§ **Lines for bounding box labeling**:
Begin
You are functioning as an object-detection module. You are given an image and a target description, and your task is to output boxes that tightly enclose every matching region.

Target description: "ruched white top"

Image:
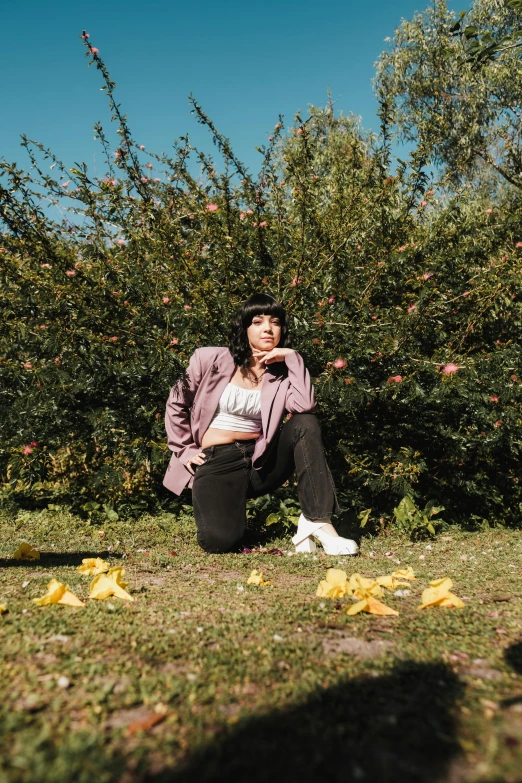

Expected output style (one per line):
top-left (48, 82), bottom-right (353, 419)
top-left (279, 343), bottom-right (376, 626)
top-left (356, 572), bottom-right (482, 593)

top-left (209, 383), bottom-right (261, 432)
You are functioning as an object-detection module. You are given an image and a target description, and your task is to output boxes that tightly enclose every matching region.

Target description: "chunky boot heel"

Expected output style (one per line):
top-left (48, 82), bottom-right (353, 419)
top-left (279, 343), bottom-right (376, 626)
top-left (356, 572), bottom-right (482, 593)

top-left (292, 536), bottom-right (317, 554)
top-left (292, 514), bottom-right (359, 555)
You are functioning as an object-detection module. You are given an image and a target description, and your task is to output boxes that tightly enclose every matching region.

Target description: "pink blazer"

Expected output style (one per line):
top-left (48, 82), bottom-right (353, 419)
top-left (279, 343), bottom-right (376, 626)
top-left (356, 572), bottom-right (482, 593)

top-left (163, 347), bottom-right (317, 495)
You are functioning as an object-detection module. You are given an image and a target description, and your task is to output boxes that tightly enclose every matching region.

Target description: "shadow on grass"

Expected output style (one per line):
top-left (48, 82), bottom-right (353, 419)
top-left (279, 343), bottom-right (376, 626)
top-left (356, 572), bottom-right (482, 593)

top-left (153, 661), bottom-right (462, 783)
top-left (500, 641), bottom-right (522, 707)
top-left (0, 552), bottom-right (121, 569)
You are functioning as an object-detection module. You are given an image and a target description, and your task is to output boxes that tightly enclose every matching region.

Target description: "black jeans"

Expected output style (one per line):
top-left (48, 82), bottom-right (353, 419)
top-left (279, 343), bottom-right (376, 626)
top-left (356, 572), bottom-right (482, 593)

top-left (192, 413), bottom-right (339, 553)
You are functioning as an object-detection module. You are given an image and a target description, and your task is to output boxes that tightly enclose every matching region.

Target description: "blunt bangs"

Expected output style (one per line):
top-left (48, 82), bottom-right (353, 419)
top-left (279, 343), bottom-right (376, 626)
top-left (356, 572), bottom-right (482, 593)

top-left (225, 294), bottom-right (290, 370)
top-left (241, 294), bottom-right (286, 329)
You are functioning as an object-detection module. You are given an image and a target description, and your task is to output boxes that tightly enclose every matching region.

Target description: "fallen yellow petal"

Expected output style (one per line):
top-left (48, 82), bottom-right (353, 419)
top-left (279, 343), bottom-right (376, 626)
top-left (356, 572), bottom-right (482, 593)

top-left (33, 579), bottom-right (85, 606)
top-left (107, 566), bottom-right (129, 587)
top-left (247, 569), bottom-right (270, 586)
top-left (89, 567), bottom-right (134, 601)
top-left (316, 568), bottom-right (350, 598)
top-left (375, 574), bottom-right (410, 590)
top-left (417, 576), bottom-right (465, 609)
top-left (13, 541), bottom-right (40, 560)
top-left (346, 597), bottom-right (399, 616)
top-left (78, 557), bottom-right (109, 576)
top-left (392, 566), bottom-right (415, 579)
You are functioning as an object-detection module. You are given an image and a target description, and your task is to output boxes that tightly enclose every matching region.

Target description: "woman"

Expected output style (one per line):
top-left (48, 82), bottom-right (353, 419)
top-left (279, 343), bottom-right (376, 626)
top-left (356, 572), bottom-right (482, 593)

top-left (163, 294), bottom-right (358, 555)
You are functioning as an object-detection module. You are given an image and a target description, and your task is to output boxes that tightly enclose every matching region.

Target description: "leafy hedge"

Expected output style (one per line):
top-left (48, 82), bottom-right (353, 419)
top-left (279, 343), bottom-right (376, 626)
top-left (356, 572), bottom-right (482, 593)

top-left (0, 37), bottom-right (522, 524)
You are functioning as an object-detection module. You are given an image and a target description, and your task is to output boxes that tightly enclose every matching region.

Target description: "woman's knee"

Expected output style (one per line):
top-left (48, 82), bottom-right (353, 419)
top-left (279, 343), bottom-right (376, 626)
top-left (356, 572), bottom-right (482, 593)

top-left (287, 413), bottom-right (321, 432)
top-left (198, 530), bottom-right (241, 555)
End
§ **Job**:
Copy all of the lines above word for word, but leave the pictures out.

§ **Final answer**:
You are functioning as an object-detection module. You are given an image and a target description, and your task is to output boxes that tightly enclose every matching region.

Target description: "ruched white top"

Image:

Expected output style (one per line):
top-left (48, 82), bottom-right (353, 419)
top-left (279, 343), bottom-right (376, 626)
top-left (356, 572), bottom-right (482, 593)

top-left (209, 383), bottom-right (261, 432)
You are functioning as an object-detection module. You are given an image and a target description, and your task is to output boxes that tightly enclose every matching region.

Target description: "chunky boot heel"

Expected output style (one per line):
top-left (48, 82), bottom-right (353, 419)
top-left (279, 343), bottom-right (376, 626)
top-left (356, 572), bottom-right (482, 593)

top-left (292, 536), bottom-right (317, 554)
top-left (292, 514), bottom-right (359, 555)
You are functioning as an object-detection module. You are given an image and a target description, and your task is to output boxes that tightly enclose every matching region.

Target description: "pink blazer"

Expected output style (one per line):
top-left (48, 82), bottom-right (353, 419)
top-left (279, 343), bottom-right (376, 626)
top-left (356, 572), bottom-right (482, 593)

top-left (163, 347), bottom-right (317, 495)
You are functioning as an object-detection module. You are given an image and a target description, and your task is to output boxes that tightly enclose every matching region.

Target description: "shadow on grass"

Expected output style (one per line):
top-left (48, 82), bottom-right (353, 419)
top-left (279, 343), bottom-right (376, 626)
top-left (356, 572), bottom-right (482, 593)

top-left (153, 661), bottom-right (462, 783)
top-left (500, 641), bottom-right (522, 707)
top-left (0, 552), bottom-right (121, 569)
You are functioning as an object-detection module. You are given an image and a target description, and your task is to output boxes that tightly enclose every matching region.

Target description: "black jeans"

Expected output style (one per line):
top-left (48, 82), bottom-right (353, 419)
top-left (279, 343), bottom-right (376, 626)
top-left (356, 572), bottom-right (482, 593)

top-left (192, 413), bottom-right (339, 553)
You are functioning as an object-detection module. You are given an image and a target description, and your task is to output boxes that tightly enclose every matching region.

Target description: "blunt bangs"

Expected output style (one per line):
top-left (48, 82), bottom-right (353, 419)
top-left (279, 343), bottom-right (376, 626)
top-left (356, 572), bottom-right (482, 593)

top-left (225, 294), bottom-right (290, 370)
top-left (241, 294), bottom-right (286, 329)
You are functioning as an object-detection module. You are given an image and a target description, and your task is to output boxes that tightly enclose every matching region.

Target description: "fallen yellow petal"

Expected output style (one per line):
top-left (48, 82), bottom-right (353, 419)
top-left (279, 343), bottom-right (376, 626)
top-left (356, 572), bottom-right (482, 593)

top-left (33, 579), bottom-right (85, 606)
top-left (107, 566), bottom-right (129, 587)
top-left (247, 569), bottom-right (270, 586)
top-left (89, 567), bottom-right (134, 601)
top-left (316, 568), bottom-right (350, 598)
top-left (375, 574), bottom-right (410, 590)
top-left (417, 576), bottom-right (465, 609)
top-left (13, 541), bottom-right (40, 560)
top-left (346, 597), bottom-right (399, 616)
top-left (78, 557), bottom-right (109, 576)
top-left (392, 566), bottom-right (415, 579)
You are functioning as an object-detection module. You are given an image and a target description, and your task is to output boxes that tightly enclose every matching region.

Target description: "woman"

Expected output style (one per line):
top-left (48, 82), bottom-right (353, 419)
top-left (279, 343), bottom-right (376, 626)
top-left (356, 572), bottom-right (482, 593)

top-left (163, 294), bottom-right (358, 555)
You are functioning as an object-detection module. You are given an image and a target description, and your task is to output boxes that tightly enclose every matching region.

Target description: "leafy hedge"

Expected output style (one per line):
top-left (48, 82), bottom-right (353, 419)
top-left (279, 343), bottom-right (376, 626)
top-left (356, 572), bottom-right (482, 593)

top-left (0, 37), bottom-right (522, 524)
You are functioning as an object-detection module. You are given an image and a target description, and your task is to output boxes that tightly enclose every matching region.

Target description: "woman's knee"

Expected output style (one per line):
top-left (48, 82), bottom-right (353, 419)
top-left (279, 343), bottom-right (376, 626)
top-left (356, 572), bottom-right (482, 593)

top-left (287, 413), bottom-right (321, 432)
top-left (198, 530), bottom-right (241, 555)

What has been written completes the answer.